* **EXERCISE GOAL**: Copy out the full passage on Landsat harmonization and training data word for word.

2.2.3 Landsat collection harmonization
We used reduced major axis regression to harmonize the surface reflectance values from Landsat 5 and 7 to match the spectral information of Landsat 8 following Roy et al. (2016) on each Landsat data tile. These transformations are performed to improve temporal continuity between Landsat sensors (TM, ETM+, and OLI). After harmonization, the collections were merged and annual composites from 15 December to 1 March were generated using the median value of available data pixels. We used the median value as the mean often gets biased with cloud contaminated pixels that were not included in the Level-1 QA_PIXEL band used for cloud masking. In this study, the year of the annual composites corresponds to the calendar year where the composite starts (i.e., 15 December). We selected this time interval as it was when imagery was mostly available, thus minimizing temporal imbalances among annual estimations. However, a large proportion of pixels were masked as a result of heavy cloud cover, with more than 5 % of masked pixels in 4 out of 21 different years. The year 2006 was a particularly problematic year, where the cloud component resulted in 10 % of pixels being masked (Fig. 5). The launch of Landsat 8 in 2013 not only implied an improvement in the sensor characteristics, but also increased data collection capacity, thus reducing the likelihood of acquiring cloud-covered imagery as is evident in our study area (Fig. 5).
2.3 Development of training/testing datasets by integration of in situ and HR data
2.3.1 VPI – reference dataset by visual photo-interpretation of HR imagery
We applied this classification scheme using VPI methods to develop training data for the classification algorithms for both LCC and VFC. We started first at the Borana Zone in southern Ethiopia, in the northern portion of our area of interest (AOI) where a rich source of georeferenced, ground-based photography (N = 1419 photos) was available for both a dry season (28 June–26 August 2013) and a wet season (6–31 May 2014; Liao et al., 2018). In this VPI work, we leveraged this photography with HR satellite imagery of the same locations and approximate time frames to capitalize on the differing contextual strengths of each data source. The photography provided a low-angle oblique view of vegetation functional groups and canopy layers for better class identification. The HR imagery, viewed via Google Earth (GE) or via United States National Geospatial-intelligence Agency's (NGA) Global Enhanced GEOINT Delivery (G-EGD), provided a broader, nadir-oriented view of differing vegetation stands in context with one another, allowing more confident class separation.

* **COLLECTED DATA**:
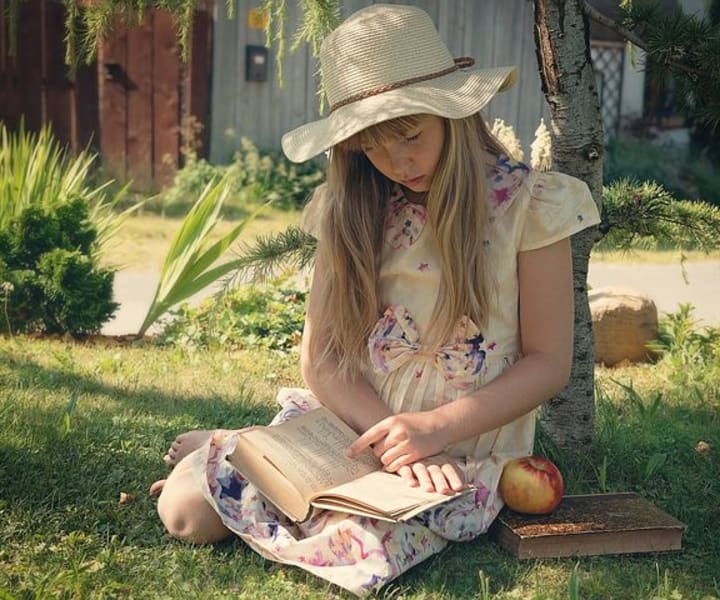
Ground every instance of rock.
[588,287,658,367]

* **CORRECT ANSWER**:
2.2.3 Landsat collection harmonization
We used reduced major axis regression to harmonize the surface reflectance values from Landsat 5 and 7 to match the spectral information of Landsat 8 following Roy et al. (2016) on each Landsat data tile. These transformations are performed to improve temporal continuity between Landsat sensors (TM, ETM+, and OLI). After harmonization, the collections were merged and annual composites from 15 December to 1 March were generated using the median value of available data pixels. We used the median value as the mean often gets biased with cloud contaminated pixels that were not included in the Level-1 QA_PIXEL band used for cloud masking. In this study, the year of the annual composites corresponds to the calendar year where the composite starts (i.e., 15 December). We selected this time interval as it was when imagery was mostly available, thus minimizing temporal imbalances among annual estimations. However, a large proportion of pixels were masked as a result of heavy cloud cover, with more than 5 % of masked pixels in 4 out of 21 different years. The year 2006 was a particularly problematic year, where the cloud component resulted in 10 % of pixels being masked (Fig. 5). The launch of Landsat 8 in 2013 not only implied an improvement in the sensor characteristics, but also increased data collection capacity, thus reducing the likelihood of acquiring cloud-covered imagery as is evident in our study area (Fig. 5).
2.3 Development of training/testing datasets by integration of in situ and HR data
2.3.1 VPI – reference dataset by visual photo-interpretation of HR imagery
We applied this classification scheme using VPI methods to develop training data for the classification algorithms for both LCC and VFC. We started first at the Borana Zone in southern Ethiopia, in the northern portion of our area of interest (AOI) where a rich source of georeferenced, ground-based photography (N = 1419 photos) was available for both a dry season (28 June–26 August 2013) and a wet season (6–31 May 2014; Liao et al., 2018). In this VPI work, we leveraged this photography with HR satellite imagery of the same locations and approximate time frames to capitalize on the differing contextual strengths of each data source. The photography provided a low-angle oblique view of vegetation functional groups and canopy layers for better class identification. The HR imagery, viewed via Google Earth (GE) or via United States National Geospatial-intelligence Agency's (NGA) Global Enhanced GEOINT Delivery (G-EGD), provided a broader, nadir-oriented view of differing vegetation stands in context with one another, allowing more confident class separation.